Required work.
In the records below, find the line containing "In the photo above, where can the pair"; restate it and every later line word for word, through the last.
== Data provided
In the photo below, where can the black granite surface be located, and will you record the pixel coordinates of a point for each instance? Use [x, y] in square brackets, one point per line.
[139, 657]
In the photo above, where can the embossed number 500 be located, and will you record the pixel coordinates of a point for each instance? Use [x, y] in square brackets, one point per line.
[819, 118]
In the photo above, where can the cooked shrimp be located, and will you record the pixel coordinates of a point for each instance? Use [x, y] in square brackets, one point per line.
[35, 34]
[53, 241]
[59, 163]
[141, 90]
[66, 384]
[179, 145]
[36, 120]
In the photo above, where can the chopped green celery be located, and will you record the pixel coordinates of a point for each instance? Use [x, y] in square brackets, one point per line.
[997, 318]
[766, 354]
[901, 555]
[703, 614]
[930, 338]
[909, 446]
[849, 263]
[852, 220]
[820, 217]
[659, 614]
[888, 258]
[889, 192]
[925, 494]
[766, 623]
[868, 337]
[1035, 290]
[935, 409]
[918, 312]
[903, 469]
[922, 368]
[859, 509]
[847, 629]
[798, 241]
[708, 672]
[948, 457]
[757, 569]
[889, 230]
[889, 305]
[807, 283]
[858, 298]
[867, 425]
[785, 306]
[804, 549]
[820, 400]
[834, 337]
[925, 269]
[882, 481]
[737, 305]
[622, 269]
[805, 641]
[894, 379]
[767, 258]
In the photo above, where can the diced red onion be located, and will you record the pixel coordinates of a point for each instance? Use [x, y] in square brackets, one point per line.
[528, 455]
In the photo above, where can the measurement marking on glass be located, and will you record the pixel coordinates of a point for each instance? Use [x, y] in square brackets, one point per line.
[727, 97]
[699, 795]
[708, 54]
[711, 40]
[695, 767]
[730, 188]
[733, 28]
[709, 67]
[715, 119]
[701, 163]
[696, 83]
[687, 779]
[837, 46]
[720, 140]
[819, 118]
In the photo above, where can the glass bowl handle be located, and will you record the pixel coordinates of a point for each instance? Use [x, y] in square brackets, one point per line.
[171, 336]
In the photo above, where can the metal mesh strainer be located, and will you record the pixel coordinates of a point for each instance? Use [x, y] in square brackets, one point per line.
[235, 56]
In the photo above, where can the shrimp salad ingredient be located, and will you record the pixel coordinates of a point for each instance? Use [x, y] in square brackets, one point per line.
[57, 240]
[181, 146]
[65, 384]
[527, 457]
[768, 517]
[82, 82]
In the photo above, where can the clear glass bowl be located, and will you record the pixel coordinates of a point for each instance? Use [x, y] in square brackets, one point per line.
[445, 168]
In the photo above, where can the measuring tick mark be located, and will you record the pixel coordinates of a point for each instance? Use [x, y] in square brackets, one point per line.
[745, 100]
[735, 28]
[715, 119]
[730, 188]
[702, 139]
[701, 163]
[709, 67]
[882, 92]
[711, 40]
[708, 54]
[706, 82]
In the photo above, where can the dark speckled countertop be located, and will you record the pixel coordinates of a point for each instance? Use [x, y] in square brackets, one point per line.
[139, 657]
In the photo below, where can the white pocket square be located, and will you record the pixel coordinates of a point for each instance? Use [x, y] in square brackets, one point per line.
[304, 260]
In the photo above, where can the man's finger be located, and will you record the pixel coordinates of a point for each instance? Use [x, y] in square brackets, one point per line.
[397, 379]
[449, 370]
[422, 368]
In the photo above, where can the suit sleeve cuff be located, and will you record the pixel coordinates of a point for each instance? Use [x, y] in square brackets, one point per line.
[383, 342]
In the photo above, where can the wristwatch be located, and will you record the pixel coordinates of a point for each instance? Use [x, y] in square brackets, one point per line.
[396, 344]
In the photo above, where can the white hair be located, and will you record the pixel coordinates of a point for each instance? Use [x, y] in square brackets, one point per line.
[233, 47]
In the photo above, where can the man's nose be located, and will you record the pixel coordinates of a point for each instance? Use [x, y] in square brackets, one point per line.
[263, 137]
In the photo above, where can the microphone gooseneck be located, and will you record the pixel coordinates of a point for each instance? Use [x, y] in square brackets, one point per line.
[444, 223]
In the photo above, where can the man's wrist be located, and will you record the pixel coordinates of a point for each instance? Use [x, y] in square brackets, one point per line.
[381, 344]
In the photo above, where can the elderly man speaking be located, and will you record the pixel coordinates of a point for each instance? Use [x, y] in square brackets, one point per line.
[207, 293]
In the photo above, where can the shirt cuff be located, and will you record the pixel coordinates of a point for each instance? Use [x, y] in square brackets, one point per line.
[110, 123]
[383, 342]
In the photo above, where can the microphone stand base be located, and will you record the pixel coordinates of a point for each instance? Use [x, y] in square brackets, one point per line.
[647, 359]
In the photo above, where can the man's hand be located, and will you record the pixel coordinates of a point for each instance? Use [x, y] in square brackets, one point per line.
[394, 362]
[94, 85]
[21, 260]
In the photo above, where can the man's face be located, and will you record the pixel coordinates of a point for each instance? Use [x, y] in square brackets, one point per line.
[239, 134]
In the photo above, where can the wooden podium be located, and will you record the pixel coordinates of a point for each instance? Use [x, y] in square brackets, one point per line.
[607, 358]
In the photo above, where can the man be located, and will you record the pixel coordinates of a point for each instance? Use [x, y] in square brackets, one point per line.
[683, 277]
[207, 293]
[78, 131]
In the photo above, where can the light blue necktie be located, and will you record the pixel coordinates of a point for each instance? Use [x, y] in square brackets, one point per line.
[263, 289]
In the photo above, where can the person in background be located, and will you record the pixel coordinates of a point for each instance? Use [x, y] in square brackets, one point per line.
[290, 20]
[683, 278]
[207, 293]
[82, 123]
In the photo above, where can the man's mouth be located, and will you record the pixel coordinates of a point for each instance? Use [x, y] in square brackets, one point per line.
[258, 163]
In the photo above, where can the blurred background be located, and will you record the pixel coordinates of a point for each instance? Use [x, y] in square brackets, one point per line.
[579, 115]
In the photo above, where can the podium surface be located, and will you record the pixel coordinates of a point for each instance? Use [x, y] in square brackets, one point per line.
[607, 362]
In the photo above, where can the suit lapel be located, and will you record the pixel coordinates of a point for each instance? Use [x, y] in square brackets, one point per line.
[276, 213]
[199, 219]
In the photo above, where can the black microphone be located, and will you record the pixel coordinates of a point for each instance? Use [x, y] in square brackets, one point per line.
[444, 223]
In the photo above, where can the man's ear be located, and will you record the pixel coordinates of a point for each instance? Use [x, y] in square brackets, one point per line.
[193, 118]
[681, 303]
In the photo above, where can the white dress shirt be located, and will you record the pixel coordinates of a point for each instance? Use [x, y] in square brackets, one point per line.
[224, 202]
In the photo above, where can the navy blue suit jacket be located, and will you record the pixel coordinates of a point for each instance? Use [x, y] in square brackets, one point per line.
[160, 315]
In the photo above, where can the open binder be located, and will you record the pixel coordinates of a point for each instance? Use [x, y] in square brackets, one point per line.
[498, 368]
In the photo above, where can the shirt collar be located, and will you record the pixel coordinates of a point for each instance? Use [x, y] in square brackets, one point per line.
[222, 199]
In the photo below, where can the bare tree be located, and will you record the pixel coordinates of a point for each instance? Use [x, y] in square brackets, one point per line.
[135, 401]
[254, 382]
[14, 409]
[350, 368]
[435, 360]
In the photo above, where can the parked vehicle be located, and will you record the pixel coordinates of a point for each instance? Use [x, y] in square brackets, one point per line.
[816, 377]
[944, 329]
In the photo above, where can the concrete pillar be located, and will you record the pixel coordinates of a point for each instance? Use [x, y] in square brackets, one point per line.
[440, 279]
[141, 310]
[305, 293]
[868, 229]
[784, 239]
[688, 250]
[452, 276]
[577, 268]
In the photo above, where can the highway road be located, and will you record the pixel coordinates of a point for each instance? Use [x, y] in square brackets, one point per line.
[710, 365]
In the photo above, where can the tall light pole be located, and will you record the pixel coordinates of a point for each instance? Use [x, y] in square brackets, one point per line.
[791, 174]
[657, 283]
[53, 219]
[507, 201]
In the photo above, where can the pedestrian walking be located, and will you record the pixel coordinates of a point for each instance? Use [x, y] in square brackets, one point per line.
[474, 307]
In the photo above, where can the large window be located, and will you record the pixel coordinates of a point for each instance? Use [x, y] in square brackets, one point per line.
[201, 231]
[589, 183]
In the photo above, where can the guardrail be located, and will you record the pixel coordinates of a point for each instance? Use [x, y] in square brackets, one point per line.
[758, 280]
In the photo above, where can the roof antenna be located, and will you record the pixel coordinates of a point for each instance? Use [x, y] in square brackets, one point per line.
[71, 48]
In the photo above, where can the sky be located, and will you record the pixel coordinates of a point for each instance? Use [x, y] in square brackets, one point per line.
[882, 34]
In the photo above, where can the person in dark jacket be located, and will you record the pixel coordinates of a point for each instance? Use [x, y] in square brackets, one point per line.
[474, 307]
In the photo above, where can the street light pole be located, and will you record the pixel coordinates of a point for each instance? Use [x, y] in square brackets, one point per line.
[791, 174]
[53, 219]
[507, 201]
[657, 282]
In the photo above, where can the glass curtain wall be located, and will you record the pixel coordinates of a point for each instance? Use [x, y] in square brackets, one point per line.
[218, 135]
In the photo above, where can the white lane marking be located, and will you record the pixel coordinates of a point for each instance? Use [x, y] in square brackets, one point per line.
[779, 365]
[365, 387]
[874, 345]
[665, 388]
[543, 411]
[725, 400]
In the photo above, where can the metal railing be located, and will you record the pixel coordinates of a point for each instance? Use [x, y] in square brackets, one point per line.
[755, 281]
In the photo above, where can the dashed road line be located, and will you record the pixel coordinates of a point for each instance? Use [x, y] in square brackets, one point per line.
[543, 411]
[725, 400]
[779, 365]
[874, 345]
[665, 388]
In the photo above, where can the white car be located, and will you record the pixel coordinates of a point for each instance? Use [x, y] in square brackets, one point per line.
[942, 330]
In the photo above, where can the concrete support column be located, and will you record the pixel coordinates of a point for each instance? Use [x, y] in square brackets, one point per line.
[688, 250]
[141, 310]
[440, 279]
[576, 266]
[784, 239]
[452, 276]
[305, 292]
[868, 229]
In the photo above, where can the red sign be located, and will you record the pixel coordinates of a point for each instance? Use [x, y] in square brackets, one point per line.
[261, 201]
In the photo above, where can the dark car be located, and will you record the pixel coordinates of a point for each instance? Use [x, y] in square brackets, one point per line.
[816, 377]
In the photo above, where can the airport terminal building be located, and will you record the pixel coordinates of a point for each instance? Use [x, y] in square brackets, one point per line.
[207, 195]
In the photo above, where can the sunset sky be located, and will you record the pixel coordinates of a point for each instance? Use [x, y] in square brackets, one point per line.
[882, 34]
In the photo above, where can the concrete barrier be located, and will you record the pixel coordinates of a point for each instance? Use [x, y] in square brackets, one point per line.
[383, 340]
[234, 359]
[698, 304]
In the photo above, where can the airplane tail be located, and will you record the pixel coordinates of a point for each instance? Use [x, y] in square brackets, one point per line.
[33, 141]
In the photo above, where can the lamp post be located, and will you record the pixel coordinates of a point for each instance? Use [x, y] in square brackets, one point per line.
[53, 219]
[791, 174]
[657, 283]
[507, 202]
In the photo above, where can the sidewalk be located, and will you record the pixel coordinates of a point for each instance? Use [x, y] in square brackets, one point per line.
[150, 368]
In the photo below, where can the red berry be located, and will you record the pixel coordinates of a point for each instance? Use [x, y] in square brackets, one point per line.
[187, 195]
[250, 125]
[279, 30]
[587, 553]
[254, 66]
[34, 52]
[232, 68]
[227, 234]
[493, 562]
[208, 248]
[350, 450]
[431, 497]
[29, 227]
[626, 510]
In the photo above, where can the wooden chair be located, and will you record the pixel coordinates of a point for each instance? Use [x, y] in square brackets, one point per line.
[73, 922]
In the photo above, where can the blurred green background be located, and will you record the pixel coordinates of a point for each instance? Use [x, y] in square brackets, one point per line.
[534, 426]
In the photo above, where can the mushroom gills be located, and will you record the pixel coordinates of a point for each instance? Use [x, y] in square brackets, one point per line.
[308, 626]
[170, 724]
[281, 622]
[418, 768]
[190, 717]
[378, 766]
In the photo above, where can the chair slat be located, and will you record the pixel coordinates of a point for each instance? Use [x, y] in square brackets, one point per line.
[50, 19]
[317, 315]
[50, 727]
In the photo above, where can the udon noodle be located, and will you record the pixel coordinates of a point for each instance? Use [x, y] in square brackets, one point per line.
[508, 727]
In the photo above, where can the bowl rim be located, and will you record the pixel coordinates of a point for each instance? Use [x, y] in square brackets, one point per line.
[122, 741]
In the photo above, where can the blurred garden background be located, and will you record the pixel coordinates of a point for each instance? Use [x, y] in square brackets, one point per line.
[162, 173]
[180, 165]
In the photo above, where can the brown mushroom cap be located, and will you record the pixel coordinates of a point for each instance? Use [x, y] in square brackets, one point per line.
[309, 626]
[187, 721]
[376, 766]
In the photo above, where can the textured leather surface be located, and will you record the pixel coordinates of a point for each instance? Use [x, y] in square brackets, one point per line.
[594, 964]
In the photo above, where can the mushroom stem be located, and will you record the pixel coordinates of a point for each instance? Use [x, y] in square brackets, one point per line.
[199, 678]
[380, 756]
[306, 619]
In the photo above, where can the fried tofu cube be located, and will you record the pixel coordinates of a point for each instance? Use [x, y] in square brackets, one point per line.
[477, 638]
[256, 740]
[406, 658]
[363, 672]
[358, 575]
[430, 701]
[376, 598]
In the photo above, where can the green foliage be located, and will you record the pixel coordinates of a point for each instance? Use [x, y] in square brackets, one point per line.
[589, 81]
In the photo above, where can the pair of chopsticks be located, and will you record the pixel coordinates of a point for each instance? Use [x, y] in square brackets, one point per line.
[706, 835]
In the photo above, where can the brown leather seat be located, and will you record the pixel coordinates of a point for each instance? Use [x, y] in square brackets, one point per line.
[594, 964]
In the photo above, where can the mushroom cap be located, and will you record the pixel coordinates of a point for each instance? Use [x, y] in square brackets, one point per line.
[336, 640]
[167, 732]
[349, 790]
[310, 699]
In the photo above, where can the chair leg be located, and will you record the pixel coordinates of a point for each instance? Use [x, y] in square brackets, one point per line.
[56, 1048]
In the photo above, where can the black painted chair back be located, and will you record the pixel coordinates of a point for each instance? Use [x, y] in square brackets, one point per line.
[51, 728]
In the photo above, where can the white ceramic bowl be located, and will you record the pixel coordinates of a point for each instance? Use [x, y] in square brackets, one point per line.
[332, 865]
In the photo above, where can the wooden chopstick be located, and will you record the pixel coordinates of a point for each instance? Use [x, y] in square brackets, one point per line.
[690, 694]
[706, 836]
====
Response box.
In the photo above, where can the pair of chopsticks be located, and will you record the pixel coordinates of a point for each instance? Use [x, y] in square brackets, one point per line.
[706, 835]
In the photo above, where can the brown leather seat be located, and will you record the pixel coordinates of a point for each instance? Use [x, y] in square brackets, one point per line.
[594, 964]
In the photo above, where can the mushroom cap be located, and will you record the pixel coordinates of a point for each instance? Use [x, y] in square brackets, one point per line.
[336, 640]
[167, 732]
[349, 790]
[310, 699]
In the photo above, where can the chair leg be located, and will you record the pixel coordinates of a point for each instance? Use [x, y] in square brackets, one point per line.
[56, 1048]
In the photo above, where can the black painted chair back be located, and will you record the pixel coordinates of a point for each instance? Use [x, y] in square brackets, one point per line.
[51, 728]
In the photo above, where can the white ceramic bowl be located, and will you record the pixel coordinates of a point for each instance? Use [x, y] in square brackets, one point per line.
[332, 865]
In the photo above, where can the wooden chopstick be located, and will you record the pixel coordinates of a point for each instance? Use [x, y] in square brackets, one point per line.
[690, 694]
[706, 836]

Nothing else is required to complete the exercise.